= Source document =
"""

‘Why did they do me like that?’: Woman sees her birth certificate after 15 years and find an insane typo
How did her parents not see it?

Most of us only look at our birth certificate when we’re applying for a passport or proving we actually exist to a government agency. But one Australian woman recently decided to take a trip down memory lane. Only, she found out that according to official state records, she was born a literal giant.
TikTok creator Ruby (@motionthiccness) shared a video that has quickly become a classic for anyone who appreciates the sheer incompetence of administrative errors. Ruby had not glanced at the document for 15 years. But when she finally did, she realized the hospital staff had recorded her birth weight as something statistically impossible. It was a gigantic error, if you may.
The 2,200 kilogram baby
In the video, Ruby starts by showing her brother’s birth certificate, which lists a perfectly normal weight of 3.65 kilograms. But when she switches the camera to her own document, the numbers are staggered. Instead of a few kilos, the official record states Ruby weighed 2,200 kilograms at birth.
To put that into perspective, that’s about 4,850 pounds. For context, that is the weight of a fully grown rhinoceros or a mid-sized SUV. “Would anyone like to guess what is mine?” Ruby asked her followers, before highlighting the typo that suggests her mother performed a miracle that should be studied by every scientist on the planet.
How did the hospital mess up a birth certificate like that?
The irony of the situation wasn’t lost on Ruby, who captioned the video with, “Get Jenny Craig on the line. I’m finally spilling my secret.” It’s clearly a clerical error. There must be a decimal point that went on a permanent vacation. But it’s a reminder of how little attention is paid to the documents that define our legal lives.
How does a professional at a hospital type “2200” into a weight field for a newborn and not immediately think, “Wait, that’s literally the size of a small whale”? It’s an indication of the autopilot mode many bureaucratic offices operate in. For 15 years, Ruby has legally been a two-ton infant, and nobody in the Australian government thought to double-check if a human being had actually given birth to a vehicle.
The internet played along
The comments section understood their assignment quite hilariously. It was filled with people wondering how her mother survived the ordeal of birthing a superhuman giant. “Someone call Guinness, I think you win!” one wrote. One also raised a valid question: “What was it supposed to be? Because 22kg is still massive for an infant, 2.2 is like severely premature small.”
To the fair question, one nurse responded, “As a mom/baby nurse, we’d weigh the babies before they go home. And if we forgot the decimal, an alert would pop up ‘patient has 1000% weight increase’ like dang. Others shared their own administrative horror stories.
“On mine, on the hand-written copy had the right year, but could see they’d initially written 1971 instead of 1991. I’m glad they caught it, who knows what problems I may have had in life if they hadn’t.”
Sadly, Ruby would have to pay to get her birth certificate fixed
These are the the kind of errors that are funny until you realize you have to pay a fee and wait six weeks to tell the government you don’t actually weigh as much as a Ford F-150. On top of it, she might never know how much did she really weigh at the time. Her viral discovery is a hilarious lesson in why you should always read the fine print, even on the day you’re born.
When the experience of entering the world involves being recorded as a mythological creature, you have to wonder what other “facts” in our official records are just the result of a tired clerk hitting the ‘0’ key too many times. But until she gets that decimal point fixed, she’s officially the heaviest baby in human history.

"""

= Records drawn from a dataset =
"""

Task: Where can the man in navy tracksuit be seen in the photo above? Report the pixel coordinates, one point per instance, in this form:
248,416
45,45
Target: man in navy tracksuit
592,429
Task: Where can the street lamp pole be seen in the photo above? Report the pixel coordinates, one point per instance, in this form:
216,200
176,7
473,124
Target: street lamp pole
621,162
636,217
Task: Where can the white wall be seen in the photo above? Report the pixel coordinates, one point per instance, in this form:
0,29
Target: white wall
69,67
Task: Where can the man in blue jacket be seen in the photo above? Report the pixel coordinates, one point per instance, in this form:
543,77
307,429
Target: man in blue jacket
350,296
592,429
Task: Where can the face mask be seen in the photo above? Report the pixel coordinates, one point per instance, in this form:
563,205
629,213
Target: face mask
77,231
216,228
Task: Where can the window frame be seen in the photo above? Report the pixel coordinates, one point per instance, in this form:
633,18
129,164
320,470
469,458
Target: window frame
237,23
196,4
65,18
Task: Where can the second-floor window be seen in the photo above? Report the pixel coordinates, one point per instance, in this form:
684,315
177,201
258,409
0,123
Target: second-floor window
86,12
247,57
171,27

"""
"""

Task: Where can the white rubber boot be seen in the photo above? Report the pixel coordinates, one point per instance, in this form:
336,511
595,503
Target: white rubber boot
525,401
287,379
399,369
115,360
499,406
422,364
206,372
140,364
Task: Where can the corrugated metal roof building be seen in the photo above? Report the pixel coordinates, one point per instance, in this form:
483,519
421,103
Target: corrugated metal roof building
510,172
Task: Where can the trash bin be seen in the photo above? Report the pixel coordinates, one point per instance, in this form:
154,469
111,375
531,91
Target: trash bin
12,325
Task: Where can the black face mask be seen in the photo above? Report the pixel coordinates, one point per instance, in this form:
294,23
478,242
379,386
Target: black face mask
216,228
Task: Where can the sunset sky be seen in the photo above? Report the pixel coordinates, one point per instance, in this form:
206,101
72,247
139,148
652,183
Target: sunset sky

"""

= Required actions =
1. From the birth certificate article, list every specific animal or vehicle it uses to convey the size or weight of the 2,200-kilogram figure on Ruby's record.
2. According to the birth certificate article, what birth weight is listed on Ruby's brother's certificate?

= Solutions to the exercise =
1.
A fully grown rhinoceros
A mid-sized SUV
A small whale
A Ford F-150

2. 3.65 kilograms